*INSTRUCTIONS FOR THE TASK*:
Repeat only the lines below from the one containing "Segment the **tall" through the one containing "Segment the player's", inclusive, exactly as written.

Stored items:
****

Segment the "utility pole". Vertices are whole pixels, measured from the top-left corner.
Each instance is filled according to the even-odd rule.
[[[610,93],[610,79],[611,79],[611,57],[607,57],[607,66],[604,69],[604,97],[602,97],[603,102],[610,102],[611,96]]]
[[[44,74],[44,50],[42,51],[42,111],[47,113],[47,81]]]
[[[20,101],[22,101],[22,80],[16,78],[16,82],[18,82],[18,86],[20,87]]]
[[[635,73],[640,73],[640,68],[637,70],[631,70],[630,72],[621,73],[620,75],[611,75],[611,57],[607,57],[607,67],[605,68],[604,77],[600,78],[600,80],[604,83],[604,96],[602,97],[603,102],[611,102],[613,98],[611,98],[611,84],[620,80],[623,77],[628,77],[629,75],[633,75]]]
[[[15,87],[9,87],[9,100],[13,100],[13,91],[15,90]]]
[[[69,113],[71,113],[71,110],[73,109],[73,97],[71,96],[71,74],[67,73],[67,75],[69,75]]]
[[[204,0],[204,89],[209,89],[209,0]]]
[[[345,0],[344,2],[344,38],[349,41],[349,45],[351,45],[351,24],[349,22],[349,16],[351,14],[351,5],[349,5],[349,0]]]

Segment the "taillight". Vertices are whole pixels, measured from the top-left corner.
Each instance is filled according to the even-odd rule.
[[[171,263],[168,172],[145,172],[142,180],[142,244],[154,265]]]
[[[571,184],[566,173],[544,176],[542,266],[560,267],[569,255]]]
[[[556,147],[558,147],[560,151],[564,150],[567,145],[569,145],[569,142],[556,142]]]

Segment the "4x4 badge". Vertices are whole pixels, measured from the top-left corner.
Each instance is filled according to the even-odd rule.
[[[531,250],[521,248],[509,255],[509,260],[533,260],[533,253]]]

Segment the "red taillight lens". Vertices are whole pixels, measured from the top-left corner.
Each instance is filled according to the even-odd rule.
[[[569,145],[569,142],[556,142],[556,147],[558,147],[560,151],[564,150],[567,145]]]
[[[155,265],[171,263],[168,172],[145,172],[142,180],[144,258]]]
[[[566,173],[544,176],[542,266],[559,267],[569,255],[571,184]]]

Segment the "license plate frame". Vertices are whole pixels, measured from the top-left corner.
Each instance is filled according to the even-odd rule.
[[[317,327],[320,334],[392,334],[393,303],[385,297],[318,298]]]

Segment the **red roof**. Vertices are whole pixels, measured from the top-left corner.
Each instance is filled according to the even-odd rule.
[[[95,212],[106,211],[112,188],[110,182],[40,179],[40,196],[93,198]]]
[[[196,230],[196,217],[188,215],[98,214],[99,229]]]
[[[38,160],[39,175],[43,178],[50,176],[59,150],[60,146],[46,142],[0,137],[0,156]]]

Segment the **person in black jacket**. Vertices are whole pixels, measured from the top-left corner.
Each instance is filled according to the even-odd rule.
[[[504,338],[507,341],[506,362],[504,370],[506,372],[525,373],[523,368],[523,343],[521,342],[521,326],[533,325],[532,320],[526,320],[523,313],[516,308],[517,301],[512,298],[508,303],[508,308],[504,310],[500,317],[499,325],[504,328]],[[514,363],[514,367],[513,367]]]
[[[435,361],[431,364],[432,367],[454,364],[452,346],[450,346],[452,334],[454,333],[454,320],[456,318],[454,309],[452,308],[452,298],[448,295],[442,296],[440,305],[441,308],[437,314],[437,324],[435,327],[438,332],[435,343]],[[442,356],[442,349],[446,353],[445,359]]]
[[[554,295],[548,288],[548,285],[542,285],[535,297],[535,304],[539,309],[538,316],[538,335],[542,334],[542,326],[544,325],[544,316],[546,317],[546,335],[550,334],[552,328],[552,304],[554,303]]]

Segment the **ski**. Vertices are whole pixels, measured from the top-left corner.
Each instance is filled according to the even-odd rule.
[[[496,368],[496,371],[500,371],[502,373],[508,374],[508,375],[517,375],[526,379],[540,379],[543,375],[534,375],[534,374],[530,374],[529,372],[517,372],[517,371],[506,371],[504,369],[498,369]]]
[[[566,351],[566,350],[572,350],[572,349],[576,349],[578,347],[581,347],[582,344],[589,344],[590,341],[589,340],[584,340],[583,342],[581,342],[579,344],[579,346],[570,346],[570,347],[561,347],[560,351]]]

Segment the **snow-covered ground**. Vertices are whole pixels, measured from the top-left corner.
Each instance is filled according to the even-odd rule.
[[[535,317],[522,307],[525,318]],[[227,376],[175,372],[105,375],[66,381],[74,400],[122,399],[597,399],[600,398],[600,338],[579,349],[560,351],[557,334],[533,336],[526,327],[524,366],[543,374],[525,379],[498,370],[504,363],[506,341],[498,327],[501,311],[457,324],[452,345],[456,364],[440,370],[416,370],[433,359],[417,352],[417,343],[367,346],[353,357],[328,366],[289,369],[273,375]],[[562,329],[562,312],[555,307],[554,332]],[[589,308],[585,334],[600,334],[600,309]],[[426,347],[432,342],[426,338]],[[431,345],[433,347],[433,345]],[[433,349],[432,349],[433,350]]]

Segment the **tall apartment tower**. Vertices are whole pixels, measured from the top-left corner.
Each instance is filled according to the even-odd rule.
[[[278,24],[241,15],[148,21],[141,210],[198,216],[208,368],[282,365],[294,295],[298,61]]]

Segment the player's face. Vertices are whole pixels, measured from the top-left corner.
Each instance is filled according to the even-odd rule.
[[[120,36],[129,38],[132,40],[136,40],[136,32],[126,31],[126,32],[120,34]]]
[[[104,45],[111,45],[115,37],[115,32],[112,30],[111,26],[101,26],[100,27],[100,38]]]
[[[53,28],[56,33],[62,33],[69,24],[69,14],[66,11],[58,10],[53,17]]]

****

*ANSWER TO THE EXERCISE*:
Segment the **tall apartment tower**. Vertices are whole pixels, measured from the top-left corner.
Each instance is filled according to the even-odd rule.
[[[278,24],[241,15],[148,21],[141,210],[198,216],[208,368],[282,365],[294,295],[298,61]]]

Segment the player's face. Vertices are whole pixels, measured from the top-left corner.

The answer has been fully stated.